* **Text**
"""
Auch Stuttgart ist vom Klimawandel betroffen. In der Innenstadt wird es künftig nicht nur tagsüber heiß werden. Grünflächen sollen geschaffen werden, um das innerstädtische Klima zu verbessern. Für die Bewohner gibt es Notfallpläne bei Hitze.

Stuttgart - Klimawandel – war da was? Die vergangenen kalten und regnerischen Junitage haben hierzulande wieder einmal Zweifel daran aufkommen lassen, dass es stetig wärmer wird. In Pakistan – und zuvor in Indien – fordert derzeit eine verheerende Hitzewellen viele Menschenleben. Weitere Indizien weisen klar darauf hin, dass sich die Klimaerwärmung auch in diesem Jahr massiv fortsetzen wird, nachdem 2014 als weltweit bisher wärmstes Jahr seit Beginn der Wetteraufzeichnungen in die Annalen eingegangen ist.

 

„Seit 2010 liegt die Bedeckung der Arktis mit Seeeis unter dem langjährigen Mittel – und 2015 scheint ein neues Rekordjahr zu werden“, stellte Andreas Walter vom Zentralen Klimabüro des Deutschen Wetterdiensts (DWD) bei einem Fachseminar zum Klimawandel im Stuttgarter Rathaus fest. In der Tat lag die mit Eis bedeckte Fläche rund um den Nordpol im April diesen Jahres wieder deutlich unter den Frühjahrswerten der Vorjahre. Der Rückgang des arktisches Seeeises ist verhängnisvoll, weil er einer weiteren Erwärmung der Erde Vorschub leistet: Die kleiner werdende weiße Eisfläche reflektiert weniger Sonnenlicht in das Weltall, gleichzeitig nimmt das dunkle Meer mehr Sonnenwärme auf.
"""
* **Datenauszug**
"""
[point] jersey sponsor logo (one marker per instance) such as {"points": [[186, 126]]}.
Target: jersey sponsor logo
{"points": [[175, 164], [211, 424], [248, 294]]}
"""
Gib den Text über den Klimawandel in Stuttgart vollständig und Wort für Wort wieder. Das Material stammt aus einer anderen Quelle als der Text.

* **Musterlösung**
Auch Stuttgart ist vom Klimawandel betroffen. In der Innenstadt wird es künftig nicht nur tagsüber heiß werden. Grünflächen sollen geschaffen werden, um das innerstädtische Klima zu verbessern. Für die Bewohner gibt es Notfallpläne bei Hitze.

Stuttgart - Klimawandel – war da was? Die vergangenen kalten und regnerischen Junitage haben hierzulande wieder einmal Zweifel daran aufkommen lassen, dass es stetig wärmer wird. In Pakistan – und zuvor in Indien – fordert derzeit eine verheerende Hitzewellen viele Menschenleben. Weitere Indizien weisen klar darauf hin, dass sich die Klimaerwärmung auch in diesem Jahr massiv fortsetzen wird, nachdem 2014 als weltweit bisher wärmstes Jahr seit Beginn der Wetteraufzeichnungen in die Annalen eingegangen ist.

 

„Seit 2010 liegt die Bedeckung der Arktis mit Seeeis unter dem langjährigen Mittel – und 2015 scheint ein neues Rekordjahr zu werden“, stellte Andreas Walter vom Zentralen Klimabüro des Deutschen Wetterdiensts (DWD) bei einem Fachseminar zum Klimawandel im Stuttgarter Rathaus fest. In der Tat lag die mit Eis bedeckte Fläche rund um den Nordpol im April diesen Jahres wieder deutlich unter den Frühjahrswerten der Vorjahre. Der Rückgang des arktisches Seeeises ist verhängnisvoll, weil er einer weiteren Erwärmung der Erde Vorschub leistet: Die kleiner werdende weiße Eisfläche reflektiert weniger Sonnenlicht in das Weltall, gleichzeitig nimmt das dunkle Meer mehr Sonnenwärme auf.